--- START ---
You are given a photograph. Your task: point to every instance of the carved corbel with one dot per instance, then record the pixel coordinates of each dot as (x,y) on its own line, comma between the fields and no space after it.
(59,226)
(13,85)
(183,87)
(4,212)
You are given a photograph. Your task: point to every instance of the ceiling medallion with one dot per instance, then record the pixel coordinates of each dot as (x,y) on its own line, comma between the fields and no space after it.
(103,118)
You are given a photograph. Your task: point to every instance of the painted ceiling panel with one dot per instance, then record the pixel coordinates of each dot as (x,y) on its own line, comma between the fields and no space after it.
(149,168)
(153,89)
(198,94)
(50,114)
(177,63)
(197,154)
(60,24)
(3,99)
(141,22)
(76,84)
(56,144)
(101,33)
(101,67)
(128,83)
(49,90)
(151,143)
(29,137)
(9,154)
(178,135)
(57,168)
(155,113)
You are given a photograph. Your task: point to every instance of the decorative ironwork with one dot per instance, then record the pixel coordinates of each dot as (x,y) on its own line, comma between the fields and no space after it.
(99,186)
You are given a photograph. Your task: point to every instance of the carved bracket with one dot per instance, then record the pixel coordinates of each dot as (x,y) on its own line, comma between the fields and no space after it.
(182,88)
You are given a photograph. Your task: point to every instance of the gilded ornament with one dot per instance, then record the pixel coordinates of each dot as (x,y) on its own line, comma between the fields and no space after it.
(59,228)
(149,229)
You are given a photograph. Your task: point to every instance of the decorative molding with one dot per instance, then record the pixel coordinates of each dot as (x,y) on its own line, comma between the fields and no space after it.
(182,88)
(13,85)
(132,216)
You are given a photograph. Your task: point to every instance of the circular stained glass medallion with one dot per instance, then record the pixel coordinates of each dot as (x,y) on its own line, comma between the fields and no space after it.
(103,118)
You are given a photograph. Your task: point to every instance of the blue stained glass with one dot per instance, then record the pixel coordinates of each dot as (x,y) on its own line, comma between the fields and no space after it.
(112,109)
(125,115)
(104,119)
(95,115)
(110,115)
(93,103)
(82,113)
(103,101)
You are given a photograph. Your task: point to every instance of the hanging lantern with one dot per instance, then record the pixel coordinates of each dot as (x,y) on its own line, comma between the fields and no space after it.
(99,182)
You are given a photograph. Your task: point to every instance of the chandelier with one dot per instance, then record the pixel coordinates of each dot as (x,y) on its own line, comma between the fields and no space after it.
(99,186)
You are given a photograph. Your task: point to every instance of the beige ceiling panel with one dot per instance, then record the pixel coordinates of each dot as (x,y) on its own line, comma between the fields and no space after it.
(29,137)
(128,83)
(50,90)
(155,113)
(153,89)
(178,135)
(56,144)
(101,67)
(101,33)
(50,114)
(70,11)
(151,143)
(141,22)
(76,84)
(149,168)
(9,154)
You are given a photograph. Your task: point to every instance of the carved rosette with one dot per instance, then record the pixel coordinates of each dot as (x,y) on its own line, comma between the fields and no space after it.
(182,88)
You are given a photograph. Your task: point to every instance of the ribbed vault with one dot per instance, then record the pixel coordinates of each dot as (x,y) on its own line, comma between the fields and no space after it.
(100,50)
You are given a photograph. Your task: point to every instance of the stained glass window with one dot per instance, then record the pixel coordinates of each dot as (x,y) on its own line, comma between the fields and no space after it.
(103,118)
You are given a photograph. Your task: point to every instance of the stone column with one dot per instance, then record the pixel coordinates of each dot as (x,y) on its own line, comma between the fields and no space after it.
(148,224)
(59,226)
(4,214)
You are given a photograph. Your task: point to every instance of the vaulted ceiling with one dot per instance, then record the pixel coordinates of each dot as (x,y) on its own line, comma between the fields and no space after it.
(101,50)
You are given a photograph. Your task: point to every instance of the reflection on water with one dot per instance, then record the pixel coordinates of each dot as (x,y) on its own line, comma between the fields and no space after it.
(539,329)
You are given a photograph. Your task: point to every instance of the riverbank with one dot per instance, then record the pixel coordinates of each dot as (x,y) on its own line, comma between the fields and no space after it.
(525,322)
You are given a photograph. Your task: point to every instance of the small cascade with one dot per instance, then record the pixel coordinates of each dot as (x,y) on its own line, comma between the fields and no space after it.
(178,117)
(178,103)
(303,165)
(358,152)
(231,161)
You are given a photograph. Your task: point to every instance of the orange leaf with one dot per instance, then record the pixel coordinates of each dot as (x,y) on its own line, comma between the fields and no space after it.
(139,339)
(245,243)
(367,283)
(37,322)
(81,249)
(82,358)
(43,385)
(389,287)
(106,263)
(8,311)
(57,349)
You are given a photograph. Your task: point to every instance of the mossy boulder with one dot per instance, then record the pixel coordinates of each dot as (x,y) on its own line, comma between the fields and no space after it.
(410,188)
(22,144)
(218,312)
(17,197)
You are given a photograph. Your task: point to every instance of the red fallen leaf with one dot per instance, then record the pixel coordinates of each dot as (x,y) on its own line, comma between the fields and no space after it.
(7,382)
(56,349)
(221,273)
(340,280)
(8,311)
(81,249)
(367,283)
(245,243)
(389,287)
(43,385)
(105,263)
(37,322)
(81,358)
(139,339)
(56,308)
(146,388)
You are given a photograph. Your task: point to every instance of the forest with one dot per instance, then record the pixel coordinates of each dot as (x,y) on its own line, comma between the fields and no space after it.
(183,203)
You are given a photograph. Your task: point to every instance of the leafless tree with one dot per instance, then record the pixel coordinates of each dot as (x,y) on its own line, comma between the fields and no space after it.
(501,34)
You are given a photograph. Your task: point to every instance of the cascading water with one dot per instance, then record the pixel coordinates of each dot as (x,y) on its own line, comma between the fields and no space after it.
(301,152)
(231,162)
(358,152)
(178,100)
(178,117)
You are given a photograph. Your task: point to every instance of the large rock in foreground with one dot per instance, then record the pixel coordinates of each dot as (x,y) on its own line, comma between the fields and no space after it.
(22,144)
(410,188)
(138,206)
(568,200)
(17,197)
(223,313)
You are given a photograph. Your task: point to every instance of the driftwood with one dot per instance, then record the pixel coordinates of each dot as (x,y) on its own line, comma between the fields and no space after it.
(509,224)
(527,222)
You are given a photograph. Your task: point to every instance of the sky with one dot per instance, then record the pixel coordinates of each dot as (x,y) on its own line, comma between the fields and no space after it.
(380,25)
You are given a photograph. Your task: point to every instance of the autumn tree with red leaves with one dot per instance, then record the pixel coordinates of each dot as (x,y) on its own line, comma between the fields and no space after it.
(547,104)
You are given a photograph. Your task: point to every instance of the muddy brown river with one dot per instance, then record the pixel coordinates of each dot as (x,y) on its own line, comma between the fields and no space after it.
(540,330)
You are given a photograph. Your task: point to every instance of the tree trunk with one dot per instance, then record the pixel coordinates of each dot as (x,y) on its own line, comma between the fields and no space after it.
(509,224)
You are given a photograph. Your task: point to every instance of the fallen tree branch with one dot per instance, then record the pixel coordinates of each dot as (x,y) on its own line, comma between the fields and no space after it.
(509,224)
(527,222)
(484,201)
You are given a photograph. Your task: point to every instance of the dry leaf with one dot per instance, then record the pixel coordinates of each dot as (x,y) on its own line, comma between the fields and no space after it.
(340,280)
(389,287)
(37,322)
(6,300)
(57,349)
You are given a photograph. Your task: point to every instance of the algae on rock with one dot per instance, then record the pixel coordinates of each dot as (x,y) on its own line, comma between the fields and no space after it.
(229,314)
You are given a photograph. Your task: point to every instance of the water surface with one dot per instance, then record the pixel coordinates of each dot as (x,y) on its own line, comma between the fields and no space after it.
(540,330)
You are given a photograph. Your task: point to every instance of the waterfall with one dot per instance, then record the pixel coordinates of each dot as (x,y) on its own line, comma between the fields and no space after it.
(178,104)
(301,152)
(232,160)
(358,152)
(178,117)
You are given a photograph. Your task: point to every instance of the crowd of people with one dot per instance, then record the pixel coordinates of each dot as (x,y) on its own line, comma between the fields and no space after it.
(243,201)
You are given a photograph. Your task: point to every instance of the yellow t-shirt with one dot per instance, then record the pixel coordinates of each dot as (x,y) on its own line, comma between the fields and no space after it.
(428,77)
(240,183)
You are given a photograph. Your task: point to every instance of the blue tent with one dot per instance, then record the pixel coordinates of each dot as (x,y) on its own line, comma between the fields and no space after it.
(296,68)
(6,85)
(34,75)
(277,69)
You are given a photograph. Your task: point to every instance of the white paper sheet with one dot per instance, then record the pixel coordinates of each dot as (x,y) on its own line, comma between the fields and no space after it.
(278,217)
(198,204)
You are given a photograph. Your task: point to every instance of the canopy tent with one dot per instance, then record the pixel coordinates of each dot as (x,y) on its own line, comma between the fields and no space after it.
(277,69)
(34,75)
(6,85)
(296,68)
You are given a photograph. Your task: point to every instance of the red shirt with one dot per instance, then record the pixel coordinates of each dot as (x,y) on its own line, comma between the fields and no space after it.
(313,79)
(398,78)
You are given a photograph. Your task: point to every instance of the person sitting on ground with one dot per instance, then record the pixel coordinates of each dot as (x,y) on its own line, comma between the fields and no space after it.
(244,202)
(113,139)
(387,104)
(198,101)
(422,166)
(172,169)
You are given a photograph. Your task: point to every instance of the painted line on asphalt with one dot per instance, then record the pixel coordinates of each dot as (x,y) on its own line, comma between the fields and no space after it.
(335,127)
--- END ---
Exercise directions -
Once the line that contains "of the person" is found, please give it again exactly, along with each line that comes after it, through the last line of the entries.

Output below -
You are given a photograph. Your task: point to every instance of the person sitting on ground with one dot per instance, then record the pixel coordinates of each dot as (x,y) on its own line, comma between the fields and no space after it.
(244,202)
(113,139)
(387,104)
(198,101)
(422,166)
(172,169)
You are given a photograph. Your task: point to every instance of the painted line on asphalt with one dot per instance, then record the pixel coordinates of each dot as (x,y) on its own line, comma between the fields and no space after it.
(335,127)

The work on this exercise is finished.